> **RECORDS TO PROCESS**:
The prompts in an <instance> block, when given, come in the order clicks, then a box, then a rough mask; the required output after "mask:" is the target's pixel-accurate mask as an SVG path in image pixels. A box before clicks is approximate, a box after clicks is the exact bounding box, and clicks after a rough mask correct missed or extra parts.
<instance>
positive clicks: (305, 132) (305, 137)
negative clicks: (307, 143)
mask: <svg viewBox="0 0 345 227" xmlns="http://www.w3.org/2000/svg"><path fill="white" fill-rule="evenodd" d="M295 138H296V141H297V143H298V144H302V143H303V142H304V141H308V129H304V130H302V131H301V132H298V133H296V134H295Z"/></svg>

> **INSTRUCTION**: Retype all of the material above word for word, with nothing added or changed.

> **ANSWER AREA**:
The prompts in an <instance> block, when given, come in the order clicks, then a box, then a rough mask; the required output after "mask:" is the target's pixel-accurate mask as an SVG path in image pixels. A box before clicks is approximate, a box after clicks is the exact bounding box, and clicks after a rough mask correct missed or extra parts.
<instance>
positive clicks: (305, 132) (305, 137)
negative clicks: (307, 143)
mask: <svg viewBox="0 0 345 227" xmlns="http://www.w3.org/2000/svg"><path fill="white" fill-rule="evenodd" d="M295 138H296V141H297V143H298V144H302V143H303V142H304V141H308V129H304V130H302V131H301V132H298V133H296V134H295Z"/></svg>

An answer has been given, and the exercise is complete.